# Activity
Your job is to copy all the entries precisely as they stand.

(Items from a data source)
::::::::::
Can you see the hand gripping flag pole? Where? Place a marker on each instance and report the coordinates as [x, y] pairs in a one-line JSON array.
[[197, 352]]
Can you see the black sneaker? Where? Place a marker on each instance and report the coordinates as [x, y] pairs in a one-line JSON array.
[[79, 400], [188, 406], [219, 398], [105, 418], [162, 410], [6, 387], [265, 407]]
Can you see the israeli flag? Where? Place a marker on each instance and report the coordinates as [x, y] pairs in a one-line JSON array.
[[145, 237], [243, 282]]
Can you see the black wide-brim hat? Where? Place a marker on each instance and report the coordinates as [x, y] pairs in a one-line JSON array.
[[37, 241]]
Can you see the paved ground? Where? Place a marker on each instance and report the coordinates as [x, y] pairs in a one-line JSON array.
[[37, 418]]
::::::::::
# Task solution
Can you see the hand gripping flag pole? Where? Place a marker on each instance and report the coordinates as [x, y] pairs in a one-line JSON array.
[[197, 352]]
Can you see the black sneaker? Where? Place a marker on each instance and report the coordinates as [x, y] pairs in a one-line JSON array.
[[79, 400], [188, 406], [219, 398], [105, 418], [162, 410], [6, 387], [265, 407]]
Can you see the israeli flag? Where? Place a marker on each instance and report the coordinates as [x, y] pairs in a one-line JSON array.
[[145, 237], [243, 282]]
Can you see the black wide-brim hat? Where? Place a marker on each instance and report the coordinates as [x, y] pairs in a one-line JSON array.
[[37, 241]]
Can you see the paved ground? Where? Place a marker on each instance and report the coordinates as [x, y] pairs in a one-line JSON array.
[[37, 418]]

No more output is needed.